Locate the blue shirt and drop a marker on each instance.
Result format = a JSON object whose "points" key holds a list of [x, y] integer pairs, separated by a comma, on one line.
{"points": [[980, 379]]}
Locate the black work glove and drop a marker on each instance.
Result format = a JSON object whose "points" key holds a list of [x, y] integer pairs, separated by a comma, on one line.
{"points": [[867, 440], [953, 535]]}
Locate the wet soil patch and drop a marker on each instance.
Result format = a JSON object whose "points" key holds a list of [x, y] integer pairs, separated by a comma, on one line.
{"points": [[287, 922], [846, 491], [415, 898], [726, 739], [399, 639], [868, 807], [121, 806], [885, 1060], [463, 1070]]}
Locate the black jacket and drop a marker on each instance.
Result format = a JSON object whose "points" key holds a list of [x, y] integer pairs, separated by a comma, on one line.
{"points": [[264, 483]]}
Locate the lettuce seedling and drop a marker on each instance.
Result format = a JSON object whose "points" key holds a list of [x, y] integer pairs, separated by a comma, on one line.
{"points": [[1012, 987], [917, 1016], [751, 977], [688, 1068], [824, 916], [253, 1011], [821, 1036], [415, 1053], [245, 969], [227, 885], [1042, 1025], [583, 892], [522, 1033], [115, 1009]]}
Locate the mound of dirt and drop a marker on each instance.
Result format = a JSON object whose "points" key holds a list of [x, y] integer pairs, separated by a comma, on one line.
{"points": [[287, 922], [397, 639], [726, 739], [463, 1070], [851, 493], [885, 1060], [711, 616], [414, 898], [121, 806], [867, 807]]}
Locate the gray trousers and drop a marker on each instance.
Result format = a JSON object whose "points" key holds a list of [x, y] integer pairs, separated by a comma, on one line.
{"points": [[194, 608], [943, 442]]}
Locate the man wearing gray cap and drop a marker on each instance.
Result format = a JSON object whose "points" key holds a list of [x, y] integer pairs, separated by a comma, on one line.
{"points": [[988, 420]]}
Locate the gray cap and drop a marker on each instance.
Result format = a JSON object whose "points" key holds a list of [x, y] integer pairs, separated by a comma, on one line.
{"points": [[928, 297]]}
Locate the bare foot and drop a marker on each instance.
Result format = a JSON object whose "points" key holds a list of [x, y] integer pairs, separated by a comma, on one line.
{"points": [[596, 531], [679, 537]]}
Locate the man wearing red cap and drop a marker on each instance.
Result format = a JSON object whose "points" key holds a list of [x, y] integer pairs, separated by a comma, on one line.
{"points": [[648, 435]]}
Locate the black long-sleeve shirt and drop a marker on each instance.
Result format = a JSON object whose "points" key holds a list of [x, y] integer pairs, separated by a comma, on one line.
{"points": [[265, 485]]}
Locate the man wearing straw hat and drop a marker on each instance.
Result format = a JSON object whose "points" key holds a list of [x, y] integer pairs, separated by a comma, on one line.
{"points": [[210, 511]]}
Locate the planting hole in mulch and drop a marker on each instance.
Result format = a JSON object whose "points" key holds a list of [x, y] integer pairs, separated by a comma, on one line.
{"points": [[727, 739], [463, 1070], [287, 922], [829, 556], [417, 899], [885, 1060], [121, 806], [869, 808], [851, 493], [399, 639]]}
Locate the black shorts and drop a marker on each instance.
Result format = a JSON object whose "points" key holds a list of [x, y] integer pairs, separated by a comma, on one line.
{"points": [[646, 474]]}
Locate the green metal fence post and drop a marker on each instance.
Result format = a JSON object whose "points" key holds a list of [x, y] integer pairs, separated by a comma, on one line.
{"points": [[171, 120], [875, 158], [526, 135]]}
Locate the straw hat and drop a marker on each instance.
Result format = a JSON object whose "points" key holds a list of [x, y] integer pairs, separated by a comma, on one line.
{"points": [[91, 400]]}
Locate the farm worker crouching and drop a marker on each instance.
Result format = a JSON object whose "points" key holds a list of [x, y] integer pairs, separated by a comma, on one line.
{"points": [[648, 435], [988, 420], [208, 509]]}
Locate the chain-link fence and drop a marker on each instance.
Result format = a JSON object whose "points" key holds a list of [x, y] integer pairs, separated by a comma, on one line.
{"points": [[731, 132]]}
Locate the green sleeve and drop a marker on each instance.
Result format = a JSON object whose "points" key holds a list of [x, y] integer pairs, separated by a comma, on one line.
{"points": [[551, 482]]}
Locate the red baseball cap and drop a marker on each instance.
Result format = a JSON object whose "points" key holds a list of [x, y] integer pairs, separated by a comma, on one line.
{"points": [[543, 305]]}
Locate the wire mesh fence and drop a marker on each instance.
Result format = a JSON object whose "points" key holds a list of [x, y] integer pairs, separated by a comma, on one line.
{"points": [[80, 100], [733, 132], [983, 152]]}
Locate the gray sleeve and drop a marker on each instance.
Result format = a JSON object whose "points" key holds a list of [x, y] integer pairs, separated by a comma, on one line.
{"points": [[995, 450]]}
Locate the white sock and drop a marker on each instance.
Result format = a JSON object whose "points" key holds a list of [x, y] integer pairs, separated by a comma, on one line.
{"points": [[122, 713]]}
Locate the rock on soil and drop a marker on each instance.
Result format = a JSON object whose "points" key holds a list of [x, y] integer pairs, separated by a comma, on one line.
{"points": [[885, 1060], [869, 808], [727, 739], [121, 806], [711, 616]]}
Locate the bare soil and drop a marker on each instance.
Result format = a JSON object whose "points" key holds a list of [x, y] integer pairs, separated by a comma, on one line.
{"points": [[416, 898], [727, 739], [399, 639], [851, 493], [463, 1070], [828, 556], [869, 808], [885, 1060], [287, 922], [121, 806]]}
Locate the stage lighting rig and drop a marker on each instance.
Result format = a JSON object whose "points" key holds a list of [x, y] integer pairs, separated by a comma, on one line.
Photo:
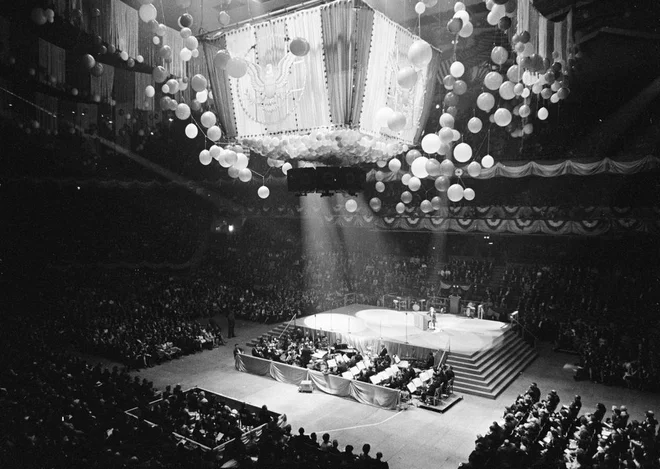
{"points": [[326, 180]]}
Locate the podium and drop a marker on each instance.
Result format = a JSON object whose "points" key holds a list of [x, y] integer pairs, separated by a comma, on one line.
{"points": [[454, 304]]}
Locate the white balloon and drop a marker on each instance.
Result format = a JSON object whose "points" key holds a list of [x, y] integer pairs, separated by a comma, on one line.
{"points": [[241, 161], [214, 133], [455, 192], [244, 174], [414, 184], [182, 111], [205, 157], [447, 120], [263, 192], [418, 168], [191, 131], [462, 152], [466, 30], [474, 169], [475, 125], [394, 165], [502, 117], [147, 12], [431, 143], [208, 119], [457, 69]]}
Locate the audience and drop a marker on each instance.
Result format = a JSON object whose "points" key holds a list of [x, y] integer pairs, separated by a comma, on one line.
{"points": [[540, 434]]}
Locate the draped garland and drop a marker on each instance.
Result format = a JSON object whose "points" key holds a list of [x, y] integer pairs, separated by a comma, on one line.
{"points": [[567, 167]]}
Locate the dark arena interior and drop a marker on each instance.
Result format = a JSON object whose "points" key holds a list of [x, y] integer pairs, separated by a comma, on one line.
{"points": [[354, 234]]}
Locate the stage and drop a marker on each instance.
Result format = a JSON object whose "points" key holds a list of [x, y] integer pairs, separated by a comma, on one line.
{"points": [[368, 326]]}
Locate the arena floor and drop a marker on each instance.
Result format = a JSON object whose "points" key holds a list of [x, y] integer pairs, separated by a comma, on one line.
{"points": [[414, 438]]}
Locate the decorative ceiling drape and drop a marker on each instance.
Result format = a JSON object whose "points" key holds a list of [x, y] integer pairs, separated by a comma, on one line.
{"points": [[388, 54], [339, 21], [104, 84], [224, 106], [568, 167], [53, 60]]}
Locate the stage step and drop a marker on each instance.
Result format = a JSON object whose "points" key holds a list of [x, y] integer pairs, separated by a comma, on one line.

◆ What the task requires
Starting at the line that contains "Locate the audience", output each remaining line of the listing, the last line included, exactly as it appears.

◆ Full solution
Locate the audience and drop a marker on each instance.
Result format = a JSON object whose "points" key holds a list of [x, y] integer pairs, separated by a comma, on one line.
{"points": [[540, 434]]}
Locate the draped garland and drop a marker on each instance.
Result format = a JSON object whose "points" key holds a list of [x, y] integer pairs, separated by a comma, on one line.
{"points": [[567, 167]]}
Locate the dark arena interior and drop a marker on each instance.
Result format = a JSON object whose "points" key holds a list of [x, y] integer pairs, separated by a comma, on one line.
{"points": [[354, 234]]}
Locate the stage and drop a marker on each instance.
Result format = a JSON object whose "points" key holds a list of [x, y] integer pairs, separated by a comma, on one line.
{"points": [[368, 326]]}
Locate the arena floor and drop a marker on each instance.
Result format = a JSON object whose "points" key holds a list of [x, y] integer pairs, separated by a comma, on one line.
{"points": [[414, 438]]}
Locate the decorative ceiling drape and drop a marker on each instance.
Result format = a JSON object whose "points" key holds a list of [x, y] integer pairs, separated by a comma, on one line.
{"points": [[388, 54], [339, 21], [104, 84], [224, 106], [568, 167], [53, 60]]}
Locate the stage step and drop a marker on each instance.
Result format = a JSON object whose "points" key holds a list of [x, y] integer pairs, separated by a comma, on one line.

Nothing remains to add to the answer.